Rewrite the records starting at the line containing "Report x and y for each instance of the ribbed" and ending at the line containing "x=489, y=698", with the requests kept in place. Scale every answer coordinate by 0.8 and round to a whole number, rounding halves up, but leave the requests and their sample coordinates as they are.

====== DATASET CONTENT

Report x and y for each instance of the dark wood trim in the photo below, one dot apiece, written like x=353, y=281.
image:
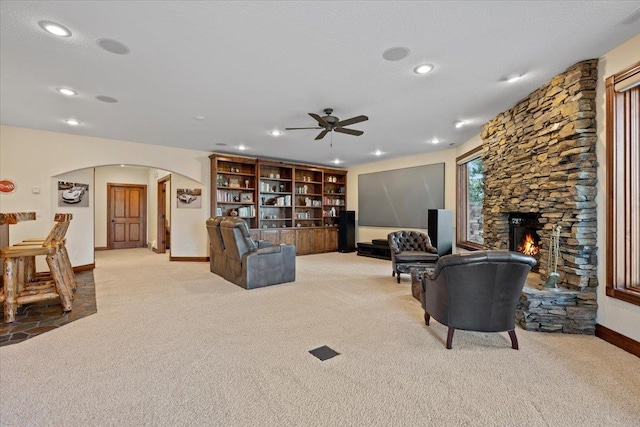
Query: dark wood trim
x=461, y=205
x=622, y=152
x=626, y=73
x=189, y=258
x=624, y=294
x=617, y=339
x=161, y=200
x=85, y=267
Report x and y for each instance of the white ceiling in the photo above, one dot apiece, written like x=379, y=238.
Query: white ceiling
x=250, y=67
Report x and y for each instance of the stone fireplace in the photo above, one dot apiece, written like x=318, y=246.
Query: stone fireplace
x=524, y=236
x=540, y=162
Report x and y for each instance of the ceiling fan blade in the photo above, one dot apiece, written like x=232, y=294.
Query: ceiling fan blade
x=349, y=131
x=322, y=134
x=317, y=127
x=351, y=121
x=320, y=120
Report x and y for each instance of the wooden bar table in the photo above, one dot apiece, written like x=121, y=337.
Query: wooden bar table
x=11, y=218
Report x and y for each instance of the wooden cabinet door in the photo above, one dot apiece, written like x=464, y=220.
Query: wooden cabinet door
x=317, y=243
x=304, y=241
x=127, y=216
x=288, y=237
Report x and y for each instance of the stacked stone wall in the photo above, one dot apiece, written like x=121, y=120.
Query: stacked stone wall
x=540, y=157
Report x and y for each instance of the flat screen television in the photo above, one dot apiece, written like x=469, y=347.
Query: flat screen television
x=400, y=198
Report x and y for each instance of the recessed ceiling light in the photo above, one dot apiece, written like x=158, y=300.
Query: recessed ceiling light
x=105, y=98
x=396, y=53
x=55, y=29
x=113, y=46
x=510, y=78
x=423, y=69
x=66, y=91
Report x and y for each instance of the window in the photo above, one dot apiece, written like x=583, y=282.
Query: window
x=470, y=195
x=623, y=184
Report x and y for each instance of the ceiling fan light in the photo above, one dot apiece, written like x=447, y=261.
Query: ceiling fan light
x=423, y=69
x=55, y=29
x=66, y=91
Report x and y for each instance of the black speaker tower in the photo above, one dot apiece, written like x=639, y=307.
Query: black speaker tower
x=347, y=231
x=440, y=230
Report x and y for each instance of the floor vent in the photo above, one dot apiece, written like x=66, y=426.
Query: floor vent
x=323, y=353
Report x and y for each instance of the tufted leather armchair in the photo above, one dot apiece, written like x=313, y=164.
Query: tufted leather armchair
x=410, y=247
x=476, y=291
x=250, y=266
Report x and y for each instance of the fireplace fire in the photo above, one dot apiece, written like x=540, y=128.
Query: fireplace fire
x=528, y=245
x=523, y=235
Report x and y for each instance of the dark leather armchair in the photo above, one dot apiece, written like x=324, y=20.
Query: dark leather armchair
x=410, y=247
x=251, y=266
x=476, y=291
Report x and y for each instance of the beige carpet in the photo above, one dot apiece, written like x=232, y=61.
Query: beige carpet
x=174, y=345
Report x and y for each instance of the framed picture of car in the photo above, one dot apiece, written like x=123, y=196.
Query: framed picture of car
x=189, y=198
x=73, y=194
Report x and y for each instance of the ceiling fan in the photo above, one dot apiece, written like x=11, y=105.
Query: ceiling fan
x=331, y=123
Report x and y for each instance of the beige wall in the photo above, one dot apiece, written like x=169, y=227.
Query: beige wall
x=614, y=314
x=38, y=159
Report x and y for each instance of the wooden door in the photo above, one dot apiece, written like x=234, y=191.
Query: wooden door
x=127, y=213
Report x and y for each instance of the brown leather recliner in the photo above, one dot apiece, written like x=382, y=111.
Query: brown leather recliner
x=216, y=246
x=410, y=247
x=250, y=266
x=476, y=291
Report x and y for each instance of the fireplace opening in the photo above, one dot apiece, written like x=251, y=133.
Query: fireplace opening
x=523, y=235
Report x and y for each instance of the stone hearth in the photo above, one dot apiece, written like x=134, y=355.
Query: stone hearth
x=540, y=157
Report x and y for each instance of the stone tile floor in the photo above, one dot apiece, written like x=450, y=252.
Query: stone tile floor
x=37, y=318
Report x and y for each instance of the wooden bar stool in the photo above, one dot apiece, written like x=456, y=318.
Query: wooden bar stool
x=19, y=289
x=59, y=233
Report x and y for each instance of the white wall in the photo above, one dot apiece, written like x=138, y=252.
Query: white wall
x=34, y=158
x=448, y=157
x=614, y=314
x=188, y=221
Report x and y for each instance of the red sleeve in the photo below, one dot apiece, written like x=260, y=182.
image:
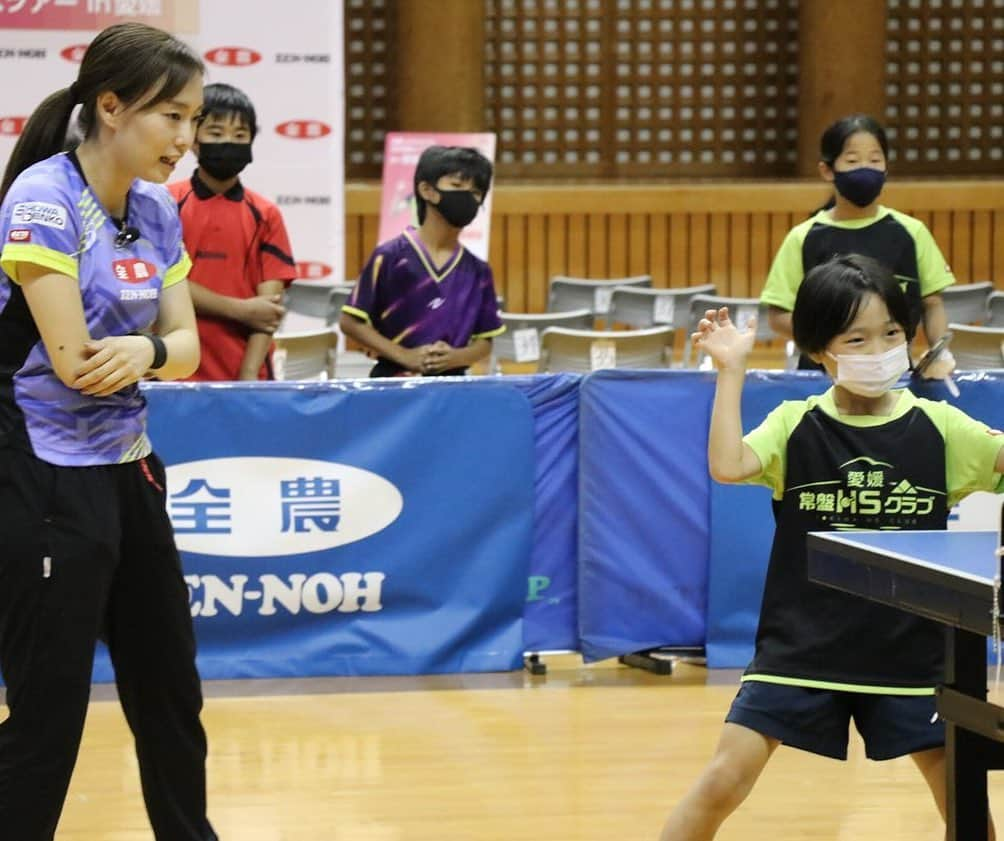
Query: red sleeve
x=276, y=255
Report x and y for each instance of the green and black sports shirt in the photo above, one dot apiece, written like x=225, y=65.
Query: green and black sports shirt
x=832, y=472
x=896, y=240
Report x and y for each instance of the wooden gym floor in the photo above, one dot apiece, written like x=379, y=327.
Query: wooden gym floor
x=582, y=754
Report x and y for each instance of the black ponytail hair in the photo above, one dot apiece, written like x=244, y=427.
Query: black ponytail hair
x=130, y=59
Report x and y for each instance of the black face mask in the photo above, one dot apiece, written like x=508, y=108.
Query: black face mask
x=224, y=161
x=859, y=187
x=458, y=207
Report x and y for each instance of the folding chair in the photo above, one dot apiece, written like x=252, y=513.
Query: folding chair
x=639, y=307
x=521, y=340
x=966, y=303
x=977, y=348
x=566, y=293
x=580, y=351
x=307, y=303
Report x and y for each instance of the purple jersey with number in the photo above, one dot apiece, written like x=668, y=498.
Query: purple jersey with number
x=50, y=218
x=413, y=302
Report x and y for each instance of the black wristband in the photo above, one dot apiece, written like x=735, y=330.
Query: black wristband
x=160, y=350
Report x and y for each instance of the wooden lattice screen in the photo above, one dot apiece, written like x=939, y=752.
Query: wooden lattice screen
x=945, y=85
x=642, y=87
x=369, y=36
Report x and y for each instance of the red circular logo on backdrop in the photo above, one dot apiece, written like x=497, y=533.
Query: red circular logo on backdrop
x=11, y=126
x=233, y=56
x=310, y=270
x=74, y=52
x=303, y=129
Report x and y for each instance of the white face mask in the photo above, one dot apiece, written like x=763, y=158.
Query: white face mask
x=870, y=374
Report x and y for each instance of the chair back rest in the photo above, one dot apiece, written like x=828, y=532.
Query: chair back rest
x=581, y=351
x=565, y=293
x=303, y=355
x=966, y=303
x=640, y=307
x=521, y=340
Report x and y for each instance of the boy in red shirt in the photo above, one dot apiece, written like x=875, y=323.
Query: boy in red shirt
x=237, y=241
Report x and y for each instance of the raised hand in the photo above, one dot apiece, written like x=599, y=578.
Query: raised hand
x=717, y=336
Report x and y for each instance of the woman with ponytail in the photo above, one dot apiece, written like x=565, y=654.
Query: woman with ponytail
x=92, y=298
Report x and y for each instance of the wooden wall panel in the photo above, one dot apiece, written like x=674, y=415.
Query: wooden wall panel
x=682, y=235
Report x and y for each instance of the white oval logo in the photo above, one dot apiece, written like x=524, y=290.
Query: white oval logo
x=264, y=507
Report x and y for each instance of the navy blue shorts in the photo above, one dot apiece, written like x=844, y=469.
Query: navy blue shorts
x=818, y=721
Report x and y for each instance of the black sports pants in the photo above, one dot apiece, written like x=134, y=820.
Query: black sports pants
x=86, y=552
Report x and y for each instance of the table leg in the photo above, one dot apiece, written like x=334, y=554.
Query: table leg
x=966, y=760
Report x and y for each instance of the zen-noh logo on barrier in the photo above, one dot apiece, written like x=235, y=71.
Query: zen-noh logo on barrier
x=311, y=270
x=268, y=507
x=303, y=129
x=233, y=56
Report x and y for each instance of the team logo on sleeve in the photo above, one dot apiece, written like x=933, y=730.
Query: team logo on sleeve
x=40, y=213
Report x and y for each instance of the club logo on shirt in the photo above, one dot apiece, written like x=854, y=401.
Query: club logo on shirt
x=40, y=213
x=868, y=495
x=134, y=271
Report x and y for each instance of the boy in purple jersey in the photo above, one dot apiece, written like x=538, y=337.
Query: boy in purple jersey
x=424, y=304
x=93, y=296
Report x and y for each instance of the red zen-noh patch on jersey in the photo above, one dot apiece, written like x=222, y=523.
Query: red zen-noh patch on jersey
x=134, y=271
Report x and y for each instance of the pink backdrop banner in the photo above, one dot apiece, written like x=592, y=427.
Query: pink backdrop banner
x=401, y=155
x=174, y=15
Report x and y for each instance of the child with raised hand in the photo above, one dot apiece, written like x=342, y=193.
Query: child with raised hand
x=863, y=455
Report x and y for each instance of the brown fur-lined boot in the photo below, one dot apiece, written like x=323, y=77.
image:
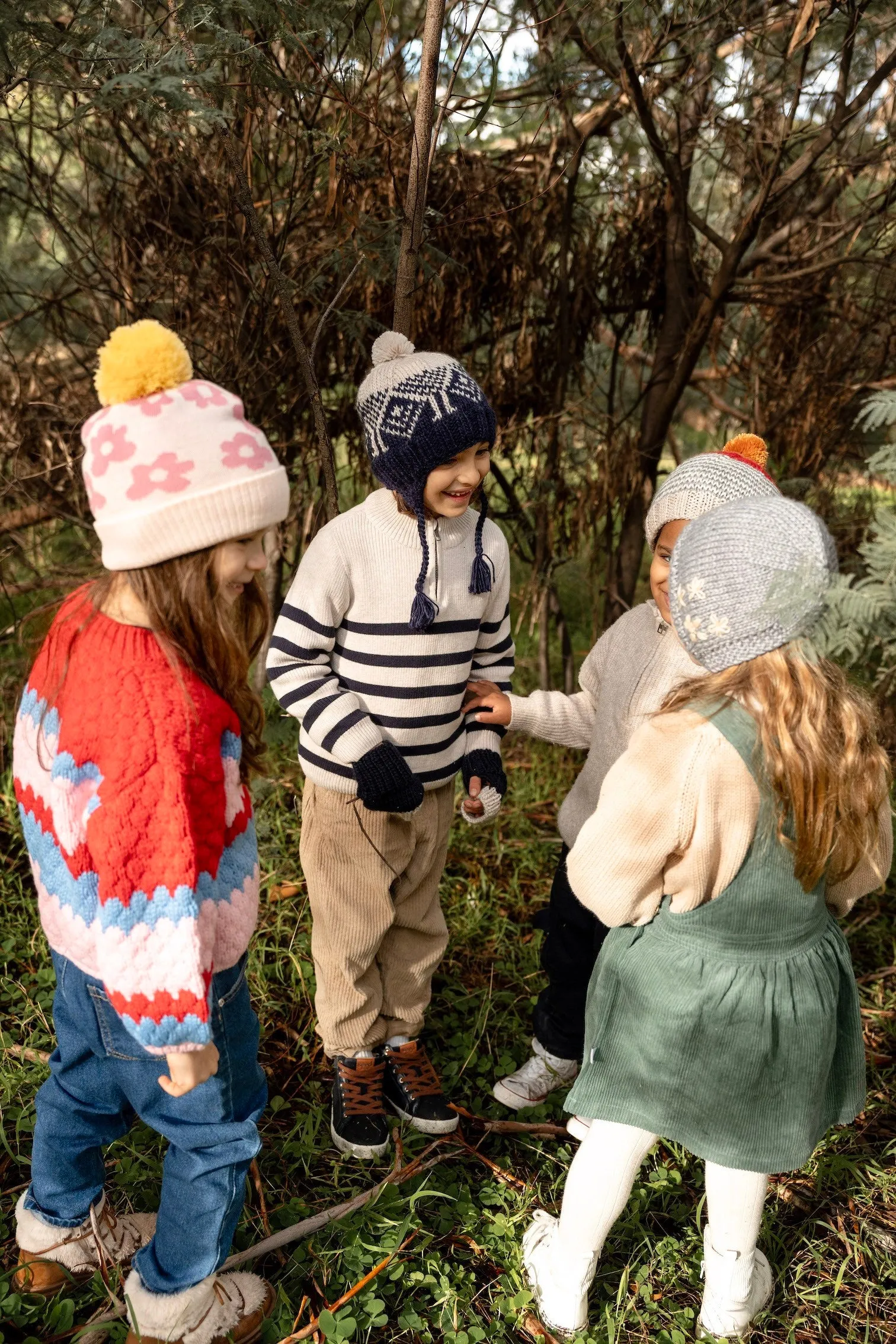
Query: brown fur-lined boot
x=50, y=1258
x=222, y=1308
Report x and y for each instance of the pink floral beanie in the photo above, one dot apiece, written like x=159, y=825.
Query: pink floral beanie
x=171, y=463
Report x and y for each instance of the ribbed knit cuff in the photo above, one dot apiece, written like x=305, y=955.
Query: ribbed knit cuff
x=386, y=783
x=523, y=719
x=487, y=766
x=491, y=800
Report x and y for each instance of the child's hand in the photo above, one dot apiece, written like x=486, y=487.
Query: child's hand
x=190, y=1069
x=472, y=804
x=489, y=698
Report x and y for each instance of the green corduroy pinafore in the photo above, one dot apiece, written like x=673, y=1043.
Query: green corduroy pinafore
x=732, y=1029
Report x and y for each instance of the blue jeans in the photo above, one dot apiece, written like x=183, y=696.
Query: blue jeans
x=101, y=1079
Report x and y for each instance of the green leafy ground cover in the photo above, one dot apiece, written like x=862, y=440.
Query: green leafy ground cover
x=829, y=1233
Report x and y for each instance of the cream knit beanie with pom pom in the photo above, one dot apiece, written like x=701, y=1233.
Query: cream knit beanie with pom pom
x=171, y=463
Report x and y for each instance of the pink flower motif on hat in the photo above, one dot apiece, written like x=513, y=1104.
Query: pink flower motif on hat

============

▶ [EXERCISE RESULT]:
Report x and y for each instance of the ribbed knit cuff in the photo above, one dot apiece, written like x=305, y=955.
Query: ribbed knit cuff
x=309, y=626
x=418, y=575
x=390, y=613
x=393, y=640
Report x and y for each instance of the child's hand in the photo above, one dot apiece, written like x=486, y=487.
Query: child's hand
x=152, y=855
x=378, y=643
x=391, y=558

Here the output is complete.